_WHAT TO WORK ON_:
Please reproduce the data below with each "every instance" swapped for "each instance" and all else left unchanged. Omit the pictures from your answer.

Contour annotation data
^^^^^^^^^^^^^^^^

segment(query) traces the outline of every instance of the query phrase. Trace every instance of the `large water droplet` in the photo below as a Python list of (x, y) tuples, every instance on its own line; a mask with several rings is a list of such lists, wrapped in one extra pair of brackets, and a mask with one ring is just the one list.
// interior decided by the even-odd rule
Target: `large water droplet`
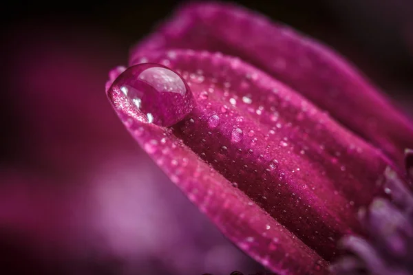
[(191, 89), (182, 78), (167, 67), (145, 63), (122, 73), (109, 92), (120, 92), (149, 123), (169, 126), (183, 120), (195, 106)]

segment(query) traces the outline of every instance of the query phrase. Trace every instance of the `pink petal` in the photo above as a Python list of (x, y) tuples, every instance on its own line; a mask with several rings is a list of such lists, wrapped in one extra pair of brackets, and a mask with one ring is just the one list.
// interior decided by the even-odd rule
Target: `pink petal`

^^^^^^^^^^^^^^^^

_SOLUTION TO THE EXERCISE_:
segment(query) traces the outline of each instance of the query phrase. Trace each instance of the `large water droplet` in the photo below as a Python list of (x, y) tuples, each instance on its own line; a mask with several rings is a list of such lists, wrapped in one extra pair of brackets, and a mask with one ring is just the one list.
// interior decided by the even-odd rule
Target: `large water droplet`
[(191, 89), (182, 78), (167, 67), (145, 63), (122, 73), (109, 92), (120, 92), (149, 123), (169, 126), (183, 120), (195, 106)]

segment(query) traces the outline of each instance of the query phrase. Trace each instance of the `pink petal` in the photo above as a Python list of (x, y) tuples, each instance on its own line; a mask with several rings is a list of such lists, wrapped in one extra pair of brackets, and a mask with one ring is just the one list.
// interior decided by the even-odd rule
Target: `pink petal`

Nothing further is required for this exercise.